**ARTICLE:**
------------------------------------------------
What "right"???? When was there a right?

I remember when the Commodore 64 came out back in the 1980's the original power supply was repairable, but after a year they redesigned the power supply to make it cheaper (and tended to die more easily) but to reduce certification costs they designed it so it WASN'T repairable, they poured in epoxy so it was basically a brick:


A lot of them ended up in landfills...I killed 5 of them myself before I built a higher capacity repairable one.

Interesting thing though, you can look up the Commodore schematic for it online:


In general though the hobbyist electronics industry has been decimated due to surface mount technology (SMT). Other than large can capacitors just about everything in electronic devices are either SMT, or hidden under epoxy blobs:


How do you fix that???? And where you have daughterboards instead of using plugs make it easy to swap out to save money the company solders them together. But that's the price WE pay for cheaper, smaller electronics!

Don't get me wrong, I love electronic devices that I can repair/upgrade...right now I just ordered the upgraded PLCC logic chips for my Kurzweil K2500R to fix the bugs it has...I couldn't do that if they were soldered in place instead of using sockets, or maybe I'd have to replace a whole daughterboard. But I also hate in older electronics you had to replace the ROM chips to upgrade it, whereas today you just download a file and upgrade it that way.
------------------------------------------------
**JOB:** Write the next part of the post on repairing electronics, picking up after its final sentence.
------------------------------------------------
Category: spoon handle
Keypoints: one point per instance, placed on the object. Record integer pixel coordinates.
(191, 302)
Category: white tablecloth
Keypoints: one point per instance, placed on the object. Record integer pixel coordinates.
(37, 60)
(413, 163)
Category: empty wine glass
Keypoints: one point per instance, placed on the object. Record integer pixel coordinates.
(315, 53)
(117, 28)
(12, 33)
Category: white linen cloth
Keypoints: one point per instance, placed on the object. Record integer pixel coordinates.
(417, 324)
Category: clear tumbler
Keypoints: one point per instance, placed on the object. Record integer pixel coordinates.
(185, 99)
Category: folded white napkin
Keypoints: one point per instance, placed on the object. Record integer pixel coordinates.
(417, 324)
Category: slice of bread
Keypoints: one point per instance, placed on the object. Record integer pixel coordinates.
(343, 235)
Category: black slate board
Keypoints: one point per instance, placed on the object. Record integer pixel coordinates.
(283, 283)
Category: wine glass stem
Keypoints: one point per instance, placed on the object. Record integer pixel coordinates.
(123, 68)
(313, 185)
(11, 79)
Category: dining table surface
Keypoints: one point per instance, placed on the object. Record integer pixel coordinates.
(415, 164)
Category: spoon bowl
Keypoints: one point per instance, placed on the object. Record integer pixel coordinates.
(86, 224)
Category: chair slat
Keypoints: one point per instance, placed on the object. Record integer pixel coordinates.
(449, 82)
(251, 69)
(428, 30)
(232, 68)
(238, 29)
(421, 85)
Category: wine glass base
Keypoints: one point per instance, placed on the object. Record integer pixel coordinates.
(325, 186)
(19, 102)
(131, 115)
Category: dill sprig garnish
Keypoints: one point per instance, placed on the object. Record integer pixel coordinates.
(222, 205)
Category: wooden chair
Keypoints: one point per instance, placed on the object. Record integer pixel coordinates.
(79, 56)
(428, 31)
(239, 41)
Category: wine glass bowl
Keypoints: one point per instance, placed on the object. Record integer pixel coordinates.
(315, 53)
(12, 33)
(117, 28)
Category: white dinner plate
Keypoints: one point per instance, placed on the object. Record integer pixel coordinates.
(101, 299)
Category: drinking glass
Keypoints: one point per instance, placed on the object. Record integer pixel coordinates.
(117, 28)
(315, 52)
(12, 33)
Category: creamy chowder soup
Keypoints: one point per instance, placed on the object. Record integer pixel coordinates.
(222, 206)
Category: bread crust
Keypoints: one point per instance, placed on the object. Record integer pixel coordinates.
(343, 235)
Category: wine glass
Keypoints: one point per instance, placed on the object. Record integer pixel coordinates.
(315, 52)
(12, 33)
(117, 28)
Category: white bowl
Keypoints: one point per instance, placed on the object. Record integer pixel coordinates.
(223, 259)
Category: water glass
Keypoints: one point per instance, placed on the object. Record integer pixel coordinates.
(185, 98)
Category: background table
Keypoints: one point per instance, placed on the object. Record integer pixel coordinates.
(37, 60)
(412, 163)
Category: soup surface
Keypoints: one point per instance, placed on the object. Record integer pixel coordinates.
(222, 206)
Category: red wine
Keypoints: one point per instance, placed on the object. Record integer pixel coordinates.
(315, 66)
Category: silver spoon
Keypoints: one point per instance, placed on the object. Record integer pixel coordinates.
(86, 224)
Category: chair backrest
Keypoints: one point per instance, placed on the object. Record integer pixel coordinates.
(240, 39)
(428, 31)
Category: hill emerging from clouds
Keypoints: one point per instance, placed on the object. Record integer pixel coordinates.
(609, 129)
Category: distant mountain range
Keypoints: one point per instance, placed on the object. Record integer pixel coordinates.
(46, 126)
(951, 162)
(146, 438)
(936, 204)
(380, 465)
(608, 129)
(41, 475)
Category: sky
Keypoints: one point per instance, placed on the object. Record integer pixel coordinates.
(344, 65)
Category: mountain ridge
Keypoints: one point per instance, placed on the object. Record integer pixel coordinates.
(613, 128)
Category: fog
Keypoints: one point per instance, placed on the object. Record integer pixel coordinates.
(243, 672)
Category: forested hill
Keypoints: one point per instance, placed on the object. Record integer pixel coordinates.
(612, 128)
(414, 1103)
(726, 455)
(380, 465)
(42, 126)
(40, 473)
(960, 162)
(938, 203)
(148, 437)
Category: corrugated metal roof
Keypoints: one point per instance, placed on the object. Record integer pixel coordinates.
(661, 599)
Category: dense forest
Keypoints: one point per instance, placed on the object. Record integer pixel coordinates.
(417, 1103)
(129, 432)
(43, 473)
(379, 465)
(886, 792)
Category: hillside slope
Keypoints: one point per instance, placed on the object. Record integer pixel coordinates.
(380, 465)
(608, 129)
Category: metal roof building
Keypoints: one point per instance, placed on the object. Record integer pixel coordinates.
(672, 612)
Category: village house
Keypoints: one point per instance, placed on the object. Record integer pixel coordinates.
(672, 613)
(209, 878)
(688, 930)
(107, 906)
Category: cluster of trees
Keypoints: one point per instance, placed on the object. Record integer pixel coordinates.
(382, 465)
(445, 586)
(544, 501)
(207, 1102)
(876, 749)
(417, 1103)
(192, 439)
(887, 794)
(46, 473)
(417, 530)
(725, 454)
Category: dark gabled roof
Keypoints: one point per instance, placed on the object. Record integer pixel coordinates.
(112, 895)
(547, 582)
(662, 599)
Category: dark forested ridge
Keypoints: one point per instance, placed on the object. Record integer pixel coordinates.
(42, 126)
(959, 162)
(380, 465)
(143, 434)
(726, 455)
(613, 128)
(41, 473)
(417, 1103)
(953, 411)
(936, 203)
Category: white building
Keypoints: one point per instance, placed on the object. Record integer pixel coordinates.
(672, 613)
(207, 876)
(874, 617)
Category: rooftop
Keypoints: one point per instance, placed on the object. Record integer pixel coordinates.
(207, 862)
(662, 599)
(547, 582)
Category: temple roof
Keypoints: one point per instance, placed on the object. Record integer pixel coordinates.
------------------------------------------------
**RESULT:**
Companies AREN'T making the devices today the way they do so they can't be repaired. They are doing it that way to make building them cheaper. My iPad, there are no screws to take it apart to replace the battery...but if I had the same specialist tools the repair outlet has and order the parts I can take it apart myself and replace the battery. If companies made the device so it can be repaired by the end-user, it would just cost more money.

Even when electronics had replaceable components (tubes), it still gave warnings on the back (and for good reason). How many average people could solder and replace even a capacitor, or find out which component is bad?

Going back to what I said earlier, just look at the hobbyist electronics industry...Radio Shack started aimed at the hobbyists...I used to buy capacitors, resistors, transistors, LEDs, etc. there. Today it's now "The Source" where they sell consumer electronics, and phones, and they sell only a few electronic parts. I can go through a whole list of stores in Toronto that were aimed at the electronics hobbyist and are all gone...I can count the ones left on one hand, and still have a few fingers left over.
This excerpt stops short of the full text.